- Exercise goal:
Copy out all the records, word for word.

— Start of Stored records —

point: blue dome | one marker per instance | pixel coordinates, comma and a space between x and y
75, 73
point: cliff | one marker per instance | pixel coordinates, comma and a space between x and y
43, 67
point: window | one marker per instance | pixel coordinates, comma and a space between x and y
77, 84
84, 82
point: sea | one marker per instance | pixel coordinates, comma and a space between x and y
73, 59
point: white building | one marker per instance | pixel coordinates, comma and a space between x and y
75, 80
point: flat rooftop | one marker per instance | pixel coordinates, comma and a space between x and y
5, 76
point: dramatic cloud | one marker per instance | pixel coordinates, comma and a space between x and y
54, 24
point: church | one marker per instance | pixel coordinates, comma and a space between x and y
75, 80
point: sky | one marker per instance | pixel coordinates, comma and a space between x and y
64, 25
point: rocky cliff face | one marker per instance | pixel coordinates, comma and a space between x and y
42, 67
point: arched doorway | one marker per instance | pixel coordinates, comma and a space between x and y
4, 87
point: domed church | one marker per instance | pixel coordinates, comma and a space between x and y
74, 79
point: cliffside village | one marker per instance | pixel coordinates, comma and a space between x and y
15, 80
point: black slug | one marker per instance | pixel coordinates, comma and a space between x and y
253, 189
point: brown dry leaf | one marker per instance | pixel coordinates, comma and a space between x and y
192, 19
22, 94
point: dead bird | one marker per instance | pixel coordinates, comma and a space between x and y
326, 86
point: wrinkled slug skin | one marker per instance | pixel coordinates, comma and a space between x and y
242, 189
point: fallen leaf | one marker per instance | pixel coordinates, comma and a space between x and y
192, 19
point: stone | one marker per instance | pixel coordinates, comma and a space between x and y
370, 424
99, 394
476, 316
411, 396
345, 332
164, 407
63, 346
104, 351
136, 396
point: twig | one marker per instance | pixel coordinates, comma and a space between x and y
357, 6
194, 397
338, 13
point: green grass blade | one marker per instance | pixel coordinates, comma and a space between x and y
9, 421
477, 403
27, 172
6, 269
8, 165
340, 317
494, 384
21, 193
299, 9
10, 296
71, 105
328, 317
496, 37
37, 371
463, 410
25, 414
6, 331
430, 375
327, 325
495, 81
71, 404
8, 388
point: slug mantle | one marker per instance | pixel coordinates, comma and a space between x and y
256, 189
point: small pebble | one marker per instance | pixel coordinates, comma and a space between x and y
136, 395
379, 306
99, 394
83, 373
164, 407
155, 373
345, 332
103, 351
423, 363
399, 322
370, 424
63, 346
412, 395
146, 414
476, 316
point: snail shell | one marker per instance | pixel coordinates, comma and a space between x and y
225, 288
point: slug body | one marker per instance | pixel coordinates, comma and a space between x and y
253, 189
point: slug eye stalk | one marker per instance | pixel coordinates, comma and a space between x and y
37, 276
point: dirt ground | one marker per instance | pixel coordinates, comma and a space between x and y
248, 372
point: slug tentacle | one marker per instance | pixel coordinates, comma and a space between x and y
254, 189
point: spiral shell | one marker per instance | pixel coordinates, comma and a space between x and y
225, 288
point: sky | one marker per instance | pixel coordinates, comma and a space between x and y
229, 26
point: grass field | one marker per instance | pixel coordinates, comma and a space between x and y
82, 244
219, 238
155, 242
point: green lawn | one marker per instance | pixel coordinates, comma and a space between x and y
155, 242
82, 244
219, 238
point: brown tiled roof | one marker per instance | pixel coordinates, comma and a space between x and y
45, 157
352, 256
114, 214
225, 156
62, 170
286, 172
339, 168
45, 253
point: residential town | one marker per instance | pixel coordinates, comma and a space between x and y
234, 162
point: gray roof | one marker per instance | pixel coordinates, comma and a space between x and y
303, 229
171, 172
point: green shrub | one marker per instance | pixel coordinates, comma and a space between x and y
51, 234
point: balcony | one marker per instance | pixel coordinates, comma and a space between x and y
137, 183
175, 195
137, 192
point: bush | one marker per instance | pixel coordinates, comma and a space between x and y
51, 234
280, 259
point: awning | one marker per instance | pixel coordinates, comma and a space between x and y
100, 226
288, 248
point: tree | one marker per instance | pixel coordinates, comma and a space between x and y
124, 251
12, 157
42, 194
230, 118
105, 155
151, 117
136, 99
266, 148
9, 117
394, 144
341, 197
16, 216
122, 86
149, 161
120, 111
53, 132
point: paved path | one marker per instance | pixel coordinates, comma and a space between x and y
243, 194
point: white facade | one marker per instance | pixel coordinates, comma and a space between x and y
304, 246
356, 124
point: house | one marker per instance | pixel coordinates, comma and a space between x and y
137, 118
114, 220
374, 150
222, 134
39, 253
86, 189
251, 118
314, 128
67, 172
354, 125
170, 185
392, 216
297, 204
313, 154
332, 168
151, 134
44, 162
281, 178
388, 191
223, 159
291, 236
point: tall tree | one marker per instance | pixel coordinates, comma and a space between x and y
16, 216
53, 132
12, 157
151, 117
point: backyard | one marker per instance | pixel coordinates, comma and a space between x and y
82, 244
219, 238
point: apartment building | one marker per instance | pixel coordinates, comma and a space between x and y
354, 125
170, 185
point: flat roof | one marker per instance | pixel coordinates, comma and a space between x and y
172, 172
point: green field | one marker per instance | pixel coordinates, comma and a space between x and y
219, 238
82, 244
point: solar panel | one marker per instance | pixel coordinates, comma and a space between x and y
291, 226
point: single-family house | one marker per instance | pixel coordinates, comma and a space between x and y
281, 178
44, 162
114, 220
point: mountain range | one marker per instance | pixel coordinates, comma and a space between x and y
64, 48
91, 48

— End of Stored records —

- Task result:
point: blue dome | one marker per instance | pixel coordinates, comma and a space between x and y
75, 73
point: cliff | one marker per instance | pixel coordinates, comma and a space between x and y
43, 67
point: window | one marker per instance | pixel coordinates, comma and a space between x and y
77, 84
84, 82
point: sea | one marker per instance | pixel coordinates, comma and a space between x and y
73, 59
point: white building | one marker per instance | pixel coordinates, comma and a space between x and y
75, 80
point: flat rooftop | one marker per instance | pixel coordinates, comma and a space between x and y
5, 76
point: dramatic cloud | one marker per instance | pixel coordinates, comma and a space between x and y
54, 24
point: church | one marker per instance | pixel coordinates, comma and a space between x and y
75, 80
point: sky | one marker per instance | pixel coordinates, comma and a space between x and y
64, 25
point: rocky cliff face | one marker per instance | pixel coordinates, comma and a space between x and y
42, 67
point: arched doorway | one marker per instance | pixel coordinates, comma and a space between x and y
4, 87
point: domed church | one marker per instance | pixel coordinates, comma and a space between x and y
74, 79
point: cliffside village | one marker per instance | pixel coordinates, comma and a space between x and y
15, 80
point: black slug | one marker per instance | pixel coordinates, comma and a space between x and y
253, 189
point: brown dry leaf | one marker per instance | pixel coordinates, comma and a space between x and y
192, 19
22, 94
point: dead bird | one marker per instance | pixel coordinates, comma and a space between x and y
326, 86
point: wrinkled slug skin | one marker per instance | pixel coordinates, comma and a space between x and y
242, 189
point: fallen leaf | one marker per instance | pixel coordinates, comma and a space between x and y
192, 19
point: stone | one marker per instance | pixel coordinates, comma and a space between x and y
370, 424
99, 394
476, 316
411, 396
345, 332
164, 407
63, 346
104, 351
136, 396
point: twig | one marker per instance | pixel coordinates, comma and a space between x and y
357, 6
194, 397
338, 13
point: green grass blade | one marker per instance | pixel coordinates, comma and a space between x and y
9, 421
477, 403
27, 172
6, 269
8, 165
340, 317
494, 384
21, 193
299, 9
10, 296
71, 105
328, 317
496, 37
37, 371
463, 410
25, 414
6, 331
430, 375
327, 325
495, 81
71, 404
8, 388
point: slug mantle | one marker per instance | pixel coordinates, comma and a space between x and y
256, 189
point: small pebble | one marker per instance | pixel coordinates, comma and a space between x and y
136, 395
379, 306
99, 394
83, 373
164, 407
155, 373
345, 332
103, 351
423, 363
399, 322
370, 424
63, 346
412, 395
146, 414
476, 316
point: snail shell | one marker per instance | pixel coordinates, comma and a space between x and y
225, 288
point: slug body | one marker per instance | pixel coordinates, comma and a space between x and y
253, 189
point: slug eye stalk | one marker per instance | pixel coordinates, comma and a space between x and y
37, 276
point: dirt ground | one marker per instance | pixel coordinates, comma and a space between x and y
248, 372
point: slug tentacle | one marker per instance | pixel coordinates, comma and a space between x and y
254, 189
point: spiral shell | one marker per instance | pixel coordinates, comma and a space between x and y
225, 288
point: sky | one marker per instance | pixel coordinates, comma and a space between x and y
229, 26
point: grass field | one marker per instance | pixel coordinates, comma and a space between x and y
82, 244
219, 238
155, 242
point: green lawn | one marker per instance | pixel coordinates, comma and a space between x and y
155, 242
82, 244
219, 238
point: brown tiled roof | one marker per instance | pixel coordinates, comma and a space between x and y
45, 157
352, 256
114, 214
225, 156
62, 170
286, 172
339, 168
45, 253
point: residential town | one marker per instance | pixel coordinates, comma and a space between x and y
234, 162
point: gray roof | one marker per instance | pixel coordinates, comma and a space between x and y
303, 229
171, 172
point: green shrub | one marker per instance | pixel coordinates, comma and a space between x and y
51, 234
point: balcony | one marker per instance | pixel coordinates, comma and a space between x and y
137, 183
175, 195
137, 192
point: bush | one marker per instance | pixel coordinates, comma and a space between x and y
51, 234
280, 259
point: awning | one marker per instance | pixel coordinates, comma and a space between x and y
100, 226
288, 248
point: tree | one marker per instance | pixel coordinates, comma and a space between x and y
124, 251
12, 157
42, 194
230, 118
105, 155
151, 117
136, 99
266, 148
9, 117
394, 144
341, 197
16, 216
122, 86
149, 161
120, 111
53, 132
point: paved path | one marker per instance | pixel coordinates, comma and a space between x and y
243, 194
point: white facade | one marker per instance | pixel coordinates, comma and a space between x and y
304, 246
356, 124
point: house | one marker per instance | pixel coordinates, comma and a space between x and y
137, 118
114, 220
374, 150
222, 134
39, 253
86, 189
251, 118
314, 128
67, 172
354, 125
170, 185
392, 216
297, 204
313, 154
332, 168
151, 134
44, 162
281, 178
388, 191
223, 159
291, 236
point: tall tree | one marker per instance | pixel coordinates, comma and a space between x and y
16, 216
53, 132
12, 157
151, 117
point: backyard | one marker per instance | pixel coordinates, comma and a space between x and y
82, 244
219, 238
point: apartment building | one marker per instance | pixel coordinates, comma and a space between x and y
354, 125
170, 185
point: flat roof | one marker per instance | pixel coordinates, comma and a space between x and y
172, 172
point: green field | one marker per instance | pixel coordinates, comma and a space between x and y
219, 238
82, 244
point: solar panel | one marker per instance | pixel coordinates, comma and a space between x and y
291, 226
point: single-family house | one marker per instance | pixel coordinates, comma and a space between x and y
281, 178
44, 162
114, 220
point: mountain range | one marker per instance | pixel coordinates, comma and a space between x and y
64, 48
91, 48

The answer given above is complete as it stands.